— START OF RECORDS FOR THE TASK —
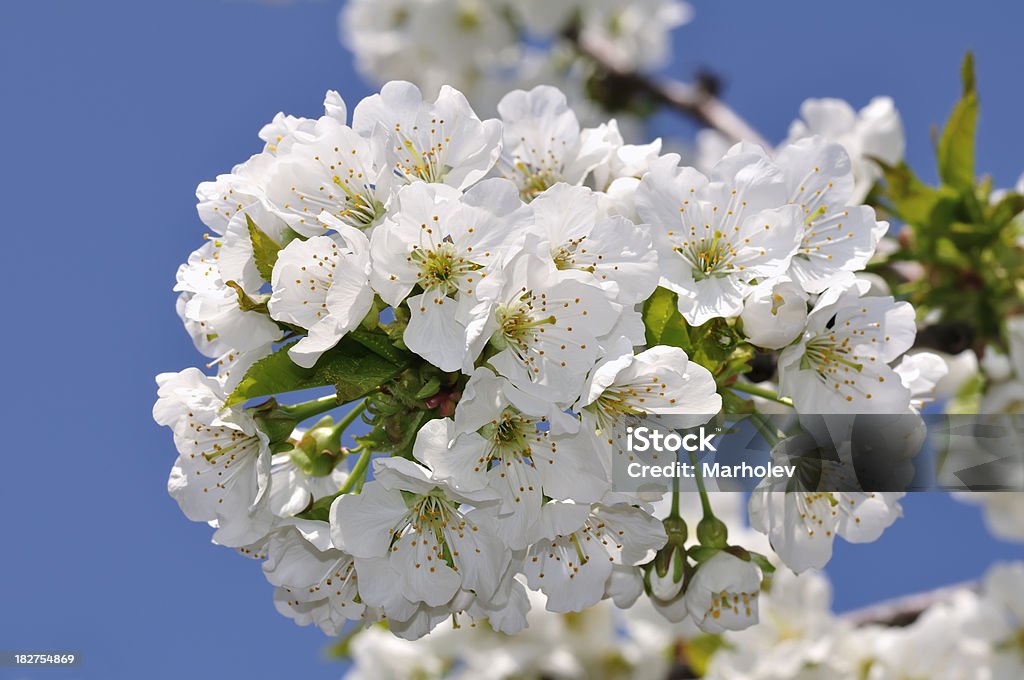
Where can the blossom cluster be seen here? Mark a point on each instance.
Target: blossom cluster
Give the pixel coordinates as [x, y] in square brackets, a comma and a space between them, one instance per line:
[486, 288]
[963, 632]
[487, 48]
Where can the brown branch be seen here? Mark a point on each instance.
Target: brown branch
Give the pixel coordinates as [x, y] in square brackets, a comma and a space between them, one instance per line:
[903, 610]
[695, 101]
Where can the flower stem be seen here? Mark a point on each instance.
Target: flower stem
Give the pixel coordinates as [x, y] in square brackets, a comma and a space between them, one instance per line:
[762, 392]
[358, 472]
[698, 477]
[349, 418]
[306, 410]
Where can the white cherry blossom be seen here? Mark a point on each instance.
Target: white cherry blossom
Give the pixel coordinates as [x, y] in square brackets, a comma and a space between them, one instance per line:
[724, 593]
[415, 525]
[442, 142]
[332, 171]
[222, 474]
[584, 553]
[314, 582]
[774, 313]
[716, 237]
[842, 362]
[446, 244]
[617, 254]
[322, 285]
[873, 132]
[545, 329]
[544, 143]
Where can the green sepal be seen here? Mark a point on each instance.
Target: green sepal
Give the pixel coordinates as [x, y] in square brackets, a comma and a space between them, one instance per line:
[265, 249]
[246, 301]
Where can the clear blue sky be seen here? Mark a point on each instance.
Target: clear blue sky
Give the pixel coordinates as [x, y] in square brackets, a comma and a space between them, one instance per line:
[112, 113]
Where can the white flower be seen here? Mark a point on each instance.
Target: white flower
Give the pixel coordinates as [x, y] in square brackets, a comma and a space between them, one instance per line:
[222, 474]
[334, 171]
[406, 521]
[841, 364]
[873, 132]
[723, 594]
[803, 525]
[442, 142]
[211, 309]
[581, 546]
[544, 144]
[716, 238]
[284, 129]
[795, 632]
[658, 388]
[545, 328]
[448, 244]
[463, 43]
[838, 238]
[500, 440]
[617, 254]
[1003, 593]
[315, 583]
[322, 285]
[774, 313]
[638, 32]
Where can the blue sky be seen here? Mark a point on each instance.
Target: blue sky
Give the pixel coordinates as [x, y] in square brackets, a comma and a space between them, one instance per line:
[112, 113]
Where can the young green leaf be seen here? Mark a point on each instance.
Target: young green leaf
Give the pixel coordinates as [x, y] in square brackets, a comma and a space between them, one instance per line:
[353, 370]
[955, 154]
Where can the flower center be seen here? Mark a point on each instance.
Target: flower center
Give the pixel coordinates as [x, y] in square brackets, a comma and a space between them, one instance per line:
[565, 255]
[828, 356]
[441, 267]
[419, 161]
[708, 257]
[534, 179]
[517, 328]
[359, 211]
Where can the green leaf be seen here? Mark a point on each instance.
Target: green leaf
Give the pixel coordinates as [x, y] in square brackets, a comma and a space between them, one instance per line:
[380, 344]
[912, 201]
[351, 368]
[699, 651]
[955, 154]
[1003, 212]
[762, 561]
[320, 509]
[265, 249]
[663, 323]
[429, 389]
[247, 302]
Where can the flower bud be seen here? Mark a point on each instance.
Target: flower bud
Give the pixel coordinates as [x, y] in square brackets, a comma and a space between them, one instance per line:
[774, 313]
[713, 533]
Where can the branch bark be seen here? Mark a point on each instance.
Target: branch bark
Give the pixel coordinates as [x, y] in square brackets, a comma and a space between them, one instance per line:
[695, 101]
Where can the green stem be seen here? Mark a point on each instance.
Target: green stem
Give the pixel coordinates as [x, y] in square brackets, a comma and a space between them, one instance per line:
[349, 418]
[306, 410]
[675, 497]
[698, 477]
[358, 472]
[760, 391]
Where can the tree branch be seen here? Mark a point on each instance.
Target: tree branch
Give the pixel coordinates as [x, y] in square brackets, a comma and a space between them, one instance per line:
[695, 101]
[903, 610]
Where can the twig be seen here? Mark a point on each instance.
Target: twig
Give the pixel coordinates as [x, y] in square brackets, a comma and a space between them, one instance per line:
[694, 101]
[903, 610]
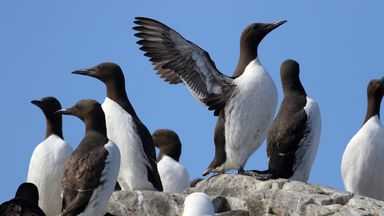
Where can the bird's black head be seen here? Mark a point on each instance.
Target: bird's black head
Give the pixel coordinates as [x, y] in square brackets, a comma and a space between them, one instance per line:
[49, 105]
[168, 142]
[375, 92]
[376, 88]
[254, 33]
[28, 191]
[105, 72]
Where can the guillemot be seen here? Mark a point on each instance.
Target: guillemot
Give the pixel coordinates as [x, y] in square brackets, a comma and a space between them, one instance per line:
[138, 169]
[25, 202]
[198, 203]
[245, 103]
[174, 176]
[363, 162]
[49, 157]
[294, 136]
[90, 174]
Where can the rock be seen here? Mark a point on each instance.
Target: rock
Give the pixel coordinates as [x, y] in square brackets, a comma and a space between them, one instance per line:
[243, 195]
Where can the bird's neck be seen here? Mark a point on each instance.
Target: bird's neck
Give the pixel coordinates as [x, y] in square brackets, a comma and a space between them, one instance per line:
[373, 107]
[293, 87]
[247, 54]
[96, 124]
[172, 150]
[116, 90]
[54, 126]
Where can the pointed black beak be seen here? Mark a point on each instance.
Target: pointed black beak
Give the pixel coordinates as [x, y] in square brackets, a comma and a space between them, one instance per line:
[37, 103]
[274, 25]
[86, 72]
[64, 111]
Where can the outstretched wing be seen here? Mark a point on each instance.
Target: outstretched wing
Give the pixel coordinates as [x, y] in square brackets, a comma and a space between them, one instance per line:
[179, 60]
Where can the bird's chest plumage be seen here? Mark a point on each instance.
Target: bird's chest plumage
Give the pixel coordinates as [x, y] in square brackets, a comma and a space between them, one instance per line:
[249, 113]
[362, 163]
[122, 130]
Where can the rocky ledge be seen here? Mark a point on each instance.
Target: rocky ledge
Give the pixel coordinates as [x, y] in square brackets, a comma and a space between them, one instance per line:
[239, 195]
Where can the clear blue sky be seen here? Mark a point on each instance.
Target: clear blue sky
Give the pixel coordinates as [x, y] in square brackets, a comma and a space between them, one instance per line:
[339, 44]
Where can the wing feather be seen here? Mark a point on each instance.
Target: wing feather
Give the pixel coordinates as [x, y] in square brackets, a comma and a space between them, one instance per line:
[178, 60]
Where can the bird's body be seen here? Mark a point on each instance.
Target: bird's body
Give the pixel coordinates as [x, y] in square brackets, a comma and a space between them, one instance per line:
[90, 174]
[248, 116]
[362, 165]
[245, 104]
[25, 202]
[138, 169]
[363, 161]
[48, 159]
[198, 204]
[306, 153]
[122, 129]
[45, 171]
[174, 175]
[294, 136]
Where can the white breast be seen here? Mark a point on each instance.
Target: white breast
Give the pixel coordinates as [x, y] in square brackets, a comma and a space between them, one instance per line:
[121, 129]
[362, 166]
[173, 175]
[249, 115]
[97, 204]
[198, 204]
[306, 153]
[45, 170]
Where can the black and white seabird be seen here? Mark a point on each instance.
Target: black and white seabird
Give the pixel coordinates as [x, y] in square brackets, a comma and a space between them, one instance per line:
[245, 103]
[362, 166]
[198, 203]
[138, 169]
[49, 158]
[90, 174]
[295, 133]
[25, 202]
[174, 176]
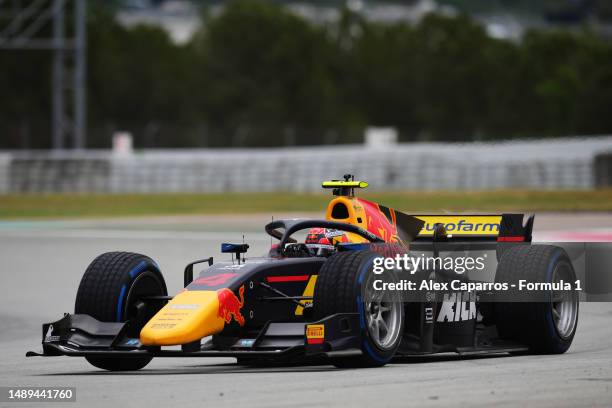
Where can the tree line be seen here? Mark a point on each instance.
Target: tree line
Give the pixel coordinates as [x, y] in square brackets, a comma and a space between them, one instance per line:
[258, 75]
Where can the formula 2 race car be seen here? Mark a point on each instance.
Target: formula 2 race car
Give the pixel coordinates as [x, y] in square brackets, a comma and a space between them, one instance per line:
[315, 299]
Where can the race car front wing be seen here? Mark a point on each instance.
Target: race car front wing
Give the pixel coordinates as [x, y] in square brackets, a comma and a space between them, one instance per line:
[79, 335]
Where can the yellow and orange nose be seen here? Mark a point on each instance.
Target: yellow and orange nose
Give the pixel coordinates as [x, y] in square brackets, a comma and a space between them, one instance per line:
[188, 317]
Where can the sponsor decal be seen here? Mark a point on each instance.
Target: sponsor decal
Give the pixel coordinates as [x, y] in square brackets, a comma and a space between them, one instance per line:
[178, 306]
[214, 280]
[462, 225]
[458, 307]
[132, 342]
[288, 278]
[246, 342]
[333, 233]
[315, 333]
[232, 267]
[230, 305]
[48, 335]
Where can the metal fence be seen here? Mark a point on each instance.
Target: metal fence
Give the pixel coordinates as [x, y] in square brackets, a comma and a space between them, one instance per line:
[537, 164]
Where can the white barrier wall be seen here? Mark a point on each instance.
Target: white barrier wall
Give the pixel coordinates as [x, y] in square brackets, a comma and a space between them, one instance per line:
[540, 164]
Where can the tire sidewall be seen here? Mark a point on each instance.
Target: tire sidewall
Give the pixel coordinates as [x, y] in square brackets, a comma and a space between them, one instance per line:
[371, 351]
[557, 343]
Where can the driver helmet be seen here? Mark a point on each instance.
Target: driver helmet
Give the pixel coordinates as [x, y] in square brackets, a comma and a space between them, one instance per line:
[325, 237]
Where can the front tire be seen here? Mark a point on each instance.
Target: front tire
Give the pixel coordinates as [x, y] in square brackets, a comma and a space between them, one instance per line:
[344, 285]
[108, 291]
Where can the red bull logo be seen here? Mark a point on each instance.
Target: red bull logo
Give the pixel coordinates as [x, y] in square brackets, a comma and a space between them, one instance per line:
[230, 305]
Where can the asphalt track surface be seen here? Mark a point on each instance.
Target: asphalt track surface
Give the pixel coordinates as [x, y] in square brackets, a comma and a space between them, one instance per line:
[41, 264]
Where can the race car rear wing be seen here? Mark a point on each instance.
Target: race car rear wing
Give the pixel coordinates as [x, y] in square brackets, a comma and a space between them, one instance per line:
[500, 228]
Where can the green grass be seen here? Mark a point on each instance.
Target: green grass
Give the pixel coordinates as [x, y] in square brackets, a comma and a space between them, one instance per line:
[80, 205]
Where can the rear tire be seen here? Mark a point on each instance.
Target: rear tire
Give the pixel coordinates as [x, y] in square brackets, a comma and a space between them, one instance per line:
[342, 287]
[111, 285]
[547, 327]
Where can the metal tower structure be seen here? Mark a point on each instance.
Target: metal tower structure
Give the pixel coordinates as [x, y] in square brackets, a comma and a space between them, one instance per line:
[46, 25]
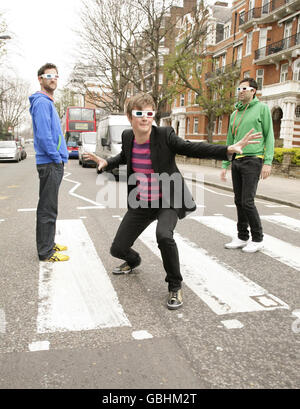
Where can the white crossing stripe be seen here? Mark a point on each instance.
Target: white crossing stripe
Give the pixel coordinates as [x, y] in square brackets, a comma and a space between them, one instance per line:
[280, 250]
[2, 322]
[77, 294]
[285, 221]
[221, 287]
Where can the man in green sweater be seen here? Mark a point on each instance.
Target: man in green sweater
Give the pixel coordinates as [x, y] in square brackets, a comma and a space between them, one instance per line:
[247, 168]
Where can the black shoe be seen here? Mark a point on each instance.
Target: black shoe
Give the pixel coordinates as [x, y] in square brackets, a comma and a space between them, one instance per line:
[125, 268]
[175, 300]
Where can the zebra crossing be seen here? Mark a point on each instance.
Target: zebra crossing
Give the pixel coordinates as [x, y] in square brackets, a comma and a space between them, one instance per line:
[79, 295]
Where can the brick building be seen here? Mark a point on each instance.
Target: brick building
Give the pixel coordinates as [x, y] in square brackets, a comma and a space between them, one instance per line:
[261, 38]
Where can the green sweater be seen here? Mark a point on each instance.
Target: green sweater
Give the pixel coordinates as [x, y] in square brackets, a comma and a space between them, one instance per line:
[258, 117]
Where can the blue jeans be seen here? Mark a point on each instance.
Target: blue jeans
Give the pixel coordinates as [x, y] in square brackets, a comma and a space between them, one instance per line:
[50, 175]
[245, 176]
[134, 223]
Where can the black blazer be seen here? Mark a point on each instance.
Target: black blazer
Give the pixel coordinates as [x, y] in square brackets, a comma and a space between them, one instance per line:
[164, 145]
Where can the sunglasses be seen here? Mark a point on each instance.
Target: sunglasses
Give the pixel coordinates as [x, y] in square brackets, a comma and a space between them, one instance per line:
[141, 114]
[245, 89]
[50, 76]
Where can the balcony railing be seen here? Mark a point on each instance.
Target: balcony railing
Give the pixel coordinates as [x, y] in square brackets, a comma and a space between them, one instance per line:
[263, 11]
[281, 45]
[222, 70]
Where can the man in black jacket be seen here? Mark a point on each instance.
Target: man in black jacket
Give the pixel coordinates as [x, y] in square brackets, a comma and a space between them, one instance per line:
[156, 189]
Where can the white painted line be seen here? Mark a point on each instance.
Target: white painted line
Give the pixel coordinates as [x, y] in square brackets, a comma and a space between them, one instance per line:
[285, 221]
[77, 294]
[141, 335]
[90, 207]
[221, 287]
[2, 322]
[274, 206]
[278, 249]
[39, 346]
[296, 313]
[77, 184]
[232, 324]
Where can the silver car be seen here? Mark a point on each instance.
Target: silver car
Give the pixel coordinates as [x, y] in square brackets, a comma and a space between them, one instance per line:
[9, 151]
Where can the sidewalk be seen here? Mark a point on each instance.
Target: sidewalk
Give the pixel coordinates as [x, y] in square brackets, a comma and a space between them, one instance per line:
[277, 189]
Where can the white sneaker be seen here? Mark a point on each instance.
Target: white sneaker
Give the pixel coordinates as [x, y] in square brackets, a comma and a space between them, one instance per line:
[253, 247]
[236, 243]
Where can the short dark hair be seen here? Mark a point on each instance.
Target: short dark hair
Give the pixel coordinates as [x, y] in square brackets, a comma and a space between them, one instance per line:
[45, 67]
[139, 101]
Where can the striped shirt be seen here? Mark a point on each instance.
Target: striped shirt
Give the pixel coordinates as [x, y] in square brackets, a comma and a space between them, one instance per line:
[147, 183]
— END OF RECORDS FOR THE TASK —
Extract exactly the lines between the line containing "Where can the white sneaker" and the end of the data, including both.

Where can the white sneaker be seen here? Mark a point on each instance.
Target: white sneaker
Give the pixel coordinates as [x, y] in square brackets, a comma and a space between them, one instance per line:
[253, 247]
[236, 243]
Where can the short dark hair be seen here? Mark a point on each instance.
Target: short dark hair
Give the pixel coordinates as [x, y] in square brackets, a comma and a space between them, one instance per line:
[45, 67]
[139, 101]
Where can the striped shirt be seen here? Mark a point on each instance.
Target: striped shirt
Give the pixel coordinates as [x, y] in square brackets, a comma and a space between them, one instance per line:
[147, 183]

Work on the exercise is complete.